Exactly the lines from the one containing "Please locate the wet" to the final line below should be output, and no others.

==== Listed entries

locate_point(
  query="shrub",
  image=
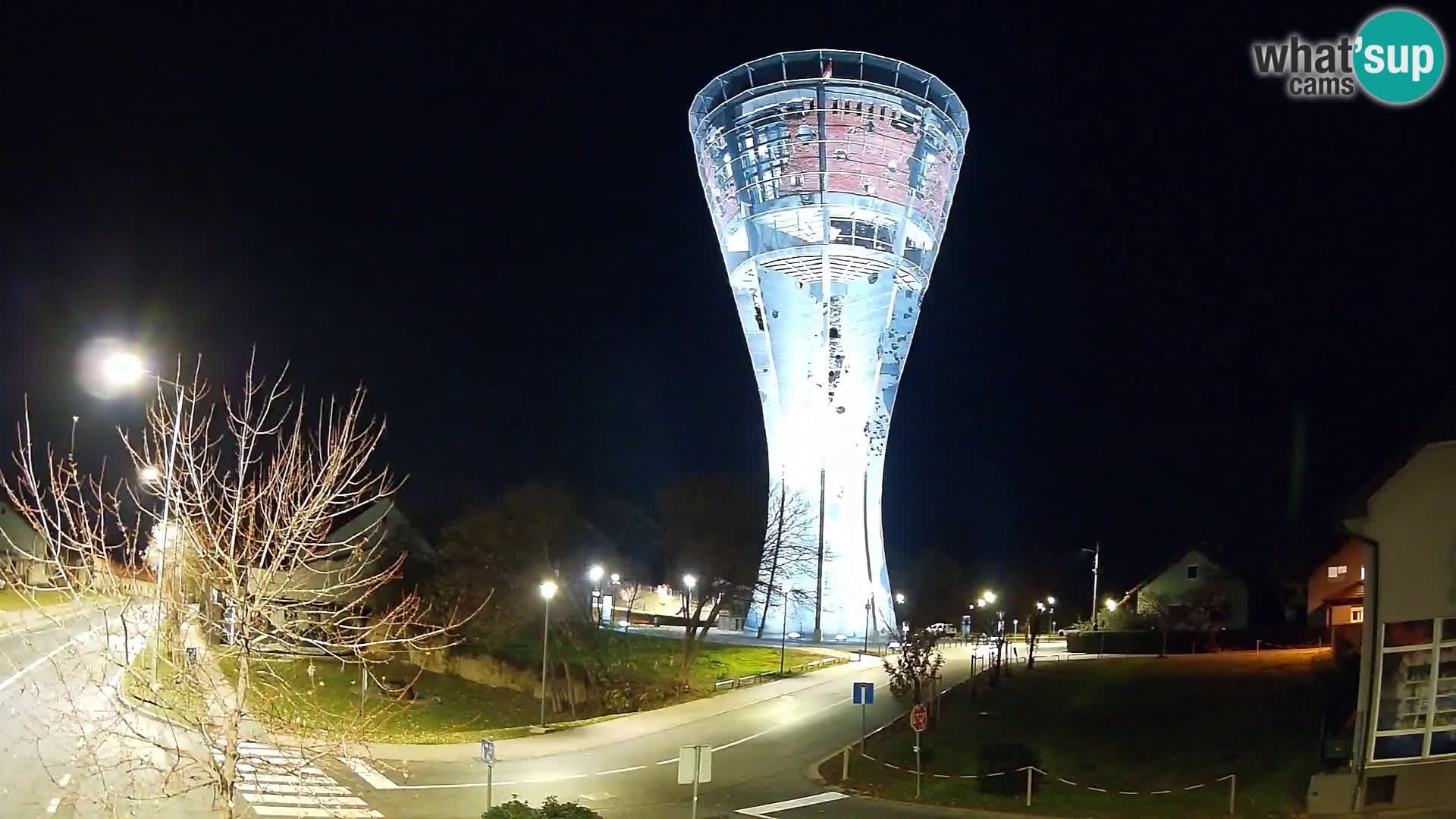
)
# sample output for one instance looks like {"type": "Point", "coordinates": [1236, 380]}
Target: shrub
{"type": "Point", "coordinates": [551, 809]}
{"type": "Point", "coordinates": [998, 757]}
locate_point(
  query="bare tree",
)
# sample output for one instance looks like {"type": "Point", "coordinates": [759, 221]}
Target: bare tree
{"type": "Point", "coordinates": [268, 532]}
{"type": "Point", "coordinates": [789, 553]}
{"type": "Point", "coordinates": [1165, 611]}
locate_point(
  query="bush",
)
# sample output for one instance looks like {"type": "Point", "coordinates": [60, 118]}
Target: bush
{"type": "Point", "coordinates": [998, 757]}
{"type": "Point", "coordinates": [552, 809]}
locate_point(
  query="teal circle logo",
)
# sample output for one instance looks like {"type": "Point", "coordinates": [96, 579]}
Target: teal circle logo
{"type": "Point", "coordinates": [1400, 55]}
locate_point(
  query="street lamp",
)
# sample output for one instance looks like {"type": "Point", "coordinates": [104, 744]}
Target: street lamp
{"type": "Point", "coordinates": [124, 368]}
{"type": "Point", "coordinates": [595, 575]}
{"type": "Point", "coordinates": [548, 591]}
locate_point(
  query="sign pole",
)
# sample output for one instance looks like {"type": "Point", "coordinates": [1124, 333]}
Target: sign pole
{"type": "Point", "coordinates": [698, 765]}
{"type": "Point", "coordinates": [918, 764]}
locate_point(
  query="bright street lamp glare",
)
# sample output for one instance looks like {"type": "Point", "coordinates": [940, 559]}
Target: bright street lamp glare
{"type": "Point", "coordinates": [123, 369]}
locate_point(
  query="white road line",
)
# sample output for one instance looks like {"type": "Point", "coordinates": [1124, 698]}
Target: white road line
{"type": "Point", "coordinates": [369, 774]}
{"type": "Point", "coordinates": [294, 789]}
{"type": "Point", "coordinates": [319, 800]}
{"type": "Point", "coordinates": [789, 805]}
{"type": "Point", "coordinates": [318, 812]}
{"type": "Point", "coordinates": [36, 664]}
{"type": "Point", "coordinates": [622, 770]}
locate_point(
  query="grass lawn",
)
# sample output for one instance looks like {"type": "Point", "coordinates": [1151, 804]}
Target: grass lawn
{"type": "Point", "coordinates": [466, 710]}
{"type": "Point", "coordinates": [11, 599]}
{"type": "Point", "coordinates": [653, 661]}
{"type": "Point", "coordinates": [1134, 725]}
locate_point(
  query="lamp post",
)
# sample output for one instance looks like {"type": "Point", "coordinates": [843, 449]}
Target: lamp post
{"type": "Point", "coordinates": [783, 639]}
{"type": "Point", "coordinates": [595, 575]}
{"type": "Point", "coordinates": [548, 591]}
{"type": "Point", "coordinates": [126, 369]}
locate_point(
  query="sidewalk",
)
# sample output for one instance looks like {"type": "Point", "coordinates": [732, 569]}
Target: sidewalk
{"type": "Point", "coordinates": [620, 729]}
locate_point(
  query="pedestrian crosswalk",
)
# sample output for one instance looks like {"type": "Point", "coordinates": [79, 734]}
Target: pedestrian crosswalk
{"type": "Point", "coordinates": [283, 783]}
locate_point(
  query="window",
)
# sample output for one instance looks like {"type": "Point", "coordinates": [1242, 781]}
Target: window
{"type": "Point", "coordinates": [1416, 698]}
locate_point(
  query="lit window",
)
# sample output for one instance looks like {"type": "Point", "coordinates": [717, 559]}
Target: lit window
{"type": "Point", "coordinates": [1416, 716]}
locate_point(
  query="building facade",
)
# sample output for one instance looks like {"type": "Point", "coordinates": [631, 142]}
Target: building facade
{"type": "Point", "coordinates": [1405, 730]}
{"type": "Point", "coordinates": [829, 177]}
{"type": "Point", "coordinates": [1197, 594]}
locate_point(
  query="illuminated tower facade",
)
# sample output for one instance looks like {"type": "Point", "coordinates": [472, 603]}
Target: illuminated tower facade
{"type": "Point", "coordinates": [829, 177]}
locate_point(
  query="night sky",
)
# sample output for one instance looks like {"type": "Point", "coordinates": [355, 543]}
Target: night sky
{"type": "Point", "coordinates": [495, 223]}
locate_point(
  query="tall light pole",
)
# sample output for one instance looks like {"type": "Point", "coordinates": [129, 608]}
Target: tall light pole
{"type": "Point", "coordinates": [126, 369]}
{"type": "Point", "coordinates": [783, 639]}
{"type": "Point", "coordinates": [1097, 560]}
{"type": "Point", "coordinates": [548, 591]}
{"type": "Point", "coordinates": [596, 592]}
{"type": "Point", "coordinates": [688, 607]}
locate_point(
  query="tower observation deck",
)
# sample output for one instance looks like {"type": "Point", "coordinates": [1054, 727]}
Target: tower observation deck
{"type": "Point", "coordinates": [829, 177]}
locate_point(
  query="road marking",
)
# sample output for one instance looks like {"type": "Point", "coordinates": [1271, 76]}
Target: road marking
{"type": "Point", "coordinates": [36, 664]}
{"type": "Point", "coordinates": [789, 805]}
{"type": "Point", "coordinates": [369, 774]}
{"type": "Point", "coordinates": [318, 812]}
{"type": "Point", "coordinates": [622, 770]}
{"type": "Point", "coordinates": [318, 800]}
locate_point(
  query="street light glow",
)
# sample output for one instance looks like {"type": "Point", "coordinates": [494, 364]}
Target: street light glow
{"type": "Point", "coordinates": [123, 368]}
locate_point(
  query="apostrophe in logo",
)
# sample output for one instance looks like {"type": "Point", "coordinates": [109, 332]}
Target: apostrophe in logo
{"type": "Point", "coordinates": [1400, 55]}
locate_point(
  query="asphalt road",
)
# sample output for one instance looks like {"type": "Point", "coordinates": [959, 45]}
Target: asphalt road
{"type": "Point", "coordinates": [761, 755]}
{"type": "Point", "coordinates": [57, 701]}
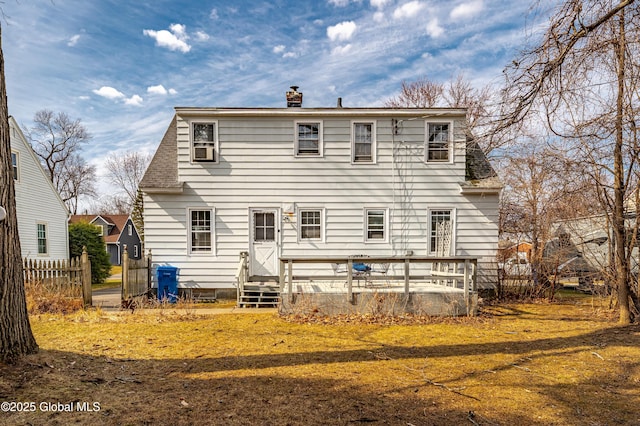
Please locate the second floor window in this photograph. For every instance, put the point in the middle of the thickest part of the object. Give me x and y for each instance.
(14, 165)
(363, 149)
(203, 140)
(439, 142)
(42, 238)
(308, 139)
(311, 224)
(200, 224)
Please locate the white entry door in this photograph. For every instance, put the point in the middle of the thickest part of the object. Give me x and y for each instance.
(263, 250)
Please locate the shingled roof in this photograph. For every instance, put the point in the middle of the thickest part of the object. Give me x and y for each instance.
(162, 173)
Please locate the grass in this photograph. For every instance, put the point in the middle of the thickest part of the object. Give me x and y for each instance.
(564, 363)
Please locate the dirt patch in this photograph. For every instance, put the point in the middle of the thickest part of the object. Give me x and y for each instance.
(536, 364)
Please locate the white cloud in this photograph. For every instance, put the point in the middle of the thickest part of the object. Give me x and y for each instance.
(202, 36)
(466, 10)
(342, 31)
(379, 4)
(73, 40)
(176, 39)
(434, 29)
(109, 93)
(341, 50)
(408, 10)
(135, 100)
(157, 90)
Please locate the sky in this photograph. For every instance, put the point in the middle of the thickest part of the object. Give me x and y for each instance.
(122, 66)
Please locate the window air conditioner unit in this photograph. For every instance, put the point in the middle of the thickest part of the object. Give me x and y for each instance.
(203, 153)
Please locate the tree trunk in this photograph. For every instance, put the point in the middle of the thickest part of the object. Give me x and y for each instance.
(621, 258)
(16, 338)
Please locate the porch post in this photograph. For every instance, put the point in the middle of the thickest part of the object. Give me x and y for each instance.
(466, 284)
(406, 276)
(350, 280)
(124, 294)
(290, 279)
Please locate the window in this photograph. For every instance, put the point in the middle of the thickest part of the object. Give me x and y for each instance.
(309, 139)
(203, 137)
(42, 238)
(311, 224)
(438, 142)
(201, 230)
(440, 232)
(376, 225)
(14, 166)
(364, 143)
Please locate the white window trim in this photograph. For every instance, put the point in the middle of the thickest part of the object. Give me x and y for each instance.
(212, 232)
(46, 238)
(426, 141)
(453, 229)
(366, 225)
(374, 144)
(320, 139)
(17, 154)
(215, 143)
(323, 220)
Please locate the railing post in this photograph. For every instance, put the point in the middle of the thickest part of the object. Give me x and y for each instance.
(125, 290)
(290, 279)
(407, 276)
(86, 279)
(466, 285)
(149, 274)
(350, 280)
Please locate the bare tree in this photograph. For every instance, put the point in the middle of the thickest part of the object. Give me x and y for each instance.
(126, 171)
(57, 140)
(581, 79)
(457, 93)
(16, 338)
(76, 180)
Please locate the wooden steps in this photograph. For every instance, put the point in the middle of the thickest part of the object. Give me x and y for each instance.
(259, 295)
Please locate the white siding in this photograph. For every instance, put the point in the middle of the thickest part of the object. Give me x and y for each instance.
(258, 168)
(37, 202)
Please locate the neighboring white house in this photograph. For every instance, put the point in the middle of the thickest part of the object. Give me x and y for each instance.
(42, 215)
(314, 181)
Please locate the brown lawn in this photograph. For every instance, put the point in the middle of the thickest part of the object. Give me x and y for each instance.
(566, 363)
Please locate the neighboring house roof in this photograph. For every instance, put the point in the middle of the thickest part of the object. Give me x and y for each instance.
(117, 224)
(162, 174)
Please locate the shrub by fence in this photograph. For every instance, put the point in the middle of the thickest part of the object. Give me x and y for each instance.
(68, 278)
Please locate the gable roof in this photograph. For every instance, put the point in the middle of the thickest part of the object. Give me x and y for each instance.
(13, 124)
(162, 173)
(117, 224)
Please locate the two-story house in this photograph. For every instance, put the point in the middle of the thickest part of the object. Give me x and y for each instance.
(42, 215)
(118, 231)
(315, 181)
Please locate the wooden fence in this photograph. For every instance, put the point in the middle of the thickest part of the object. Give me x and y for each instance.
(136, 276)
(71, 278)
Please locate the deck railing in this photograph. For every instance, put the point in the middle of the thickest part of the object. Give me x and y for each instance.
(461, 268)
(242, 273)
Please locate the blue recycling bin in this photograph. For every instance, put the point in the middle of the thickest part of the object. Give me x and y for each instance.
(167, 283)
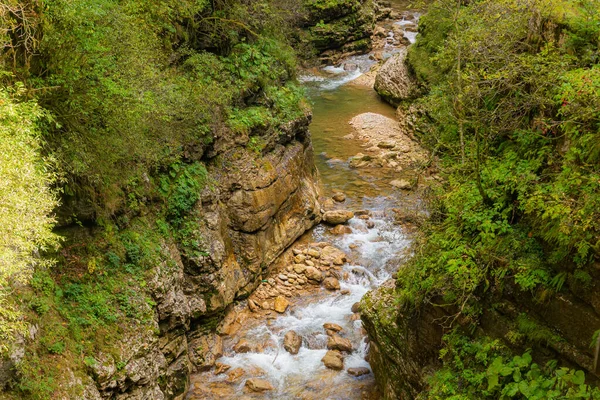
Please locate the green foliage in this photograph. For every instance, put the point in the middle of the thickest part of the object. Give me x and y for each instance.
(480, 369)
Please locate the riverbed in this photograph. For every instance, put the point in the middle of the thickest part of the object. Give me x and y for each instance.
(373, 245)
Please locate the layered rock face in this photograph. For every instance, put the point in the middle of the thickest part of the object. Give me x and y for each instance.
(256, 206)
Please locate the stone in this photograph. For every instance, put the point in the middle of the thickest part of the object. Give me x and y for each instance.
(292, 342)
(360, 371)
(299, 268)
(242, 346)
(331, 283)
(258, 385)
(337, 216)
(313, 274)
(281, 304)
(340, 230)
(235, 374)
(221, 368)
(333, 360)
(336, 342)
(394, 82)
(402, 184)
(314, 253)
(386, 144)
(333, 327)
(339, 197)
(252, 305)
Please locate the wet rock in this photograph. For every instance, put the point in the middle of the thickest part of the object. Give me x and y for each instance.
(360, 371)
(339, 197)
(221, 368)
(337, 216)
(235, 374)
(331, 283)
(336, 342)
(299, 259)
(332, 326)
(313, 274)
(333, 360)
(252, 305)
(313, 253)
(242, 346)
(394, 81)
(341, 230)
(402, 184)
(292, 342)
(258, 385)
(281, 304)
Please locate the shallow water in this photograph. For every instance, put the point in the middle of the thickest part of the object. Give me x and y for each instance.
(374, 253)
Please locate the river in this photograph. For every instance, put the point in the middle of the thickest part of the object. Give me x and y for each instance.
(374, 248)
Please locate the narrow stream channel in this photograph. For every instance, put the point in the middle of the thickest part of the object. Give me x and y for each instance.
(374, 248)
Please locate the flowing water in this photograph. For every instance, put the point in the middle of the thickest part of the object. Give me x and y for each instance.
(374, 252)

========

=== Exercise response ===
Please locate the wet rock in this photograph. For every instance, put the point in the middle of the thickest part of the object. Give me x and y for each instance.
(360, 371)
(339, 197)
(221, 368)
(337, 216)
(235, 374)
(331, 283)
(336, 342)
(299, 259)
(332, 326)
(313, 274)
(333, 360)
(252, 305)
(313, 253)
(242, 346)
(394, 81)
(341, 230)
(402, 184)
(292, 342)
(258, 385)
(281, 304)
Please locate the shallow water in this photograph. For every instance, put the point in the middle of the thickest part of the object. Give me x and y for each instance.
(374, 253)
Please locate the river in this photograph. For every instance, put the point in the middle of the thickest part of the object. Give me x and y for each instance.
(374, 248)
Please locate the narrow stream channel in this photograph. For every instance, put the point in the middle of the thickest part of the object. Give me x and y for each instance.
(374, 248)
Please locate the flowing water in this photograph. For every instance, put the point in the middle of the thickest part of the object. Give me x and y for each instance.
(374, 252)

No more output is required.